YOUR ASSIGNMENT:
Would you transcribe the line containing "Would you be" and every line after it, through the end of the records below, exactly and with nothing else?

TASK DATA:

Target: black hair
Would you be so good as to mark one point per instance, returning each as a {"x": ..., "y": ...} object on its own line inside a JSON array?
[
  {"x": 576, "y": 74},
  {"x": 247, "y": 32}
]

EXERCISE RESPONSE:
Would you be so good as to mark one point per instance, returning each as a {"x": ..., "y": ...} object on its own line inside a JSON array?
[
  {"x": 576, "y": 74},
  {"x": 247, "y": 32}
]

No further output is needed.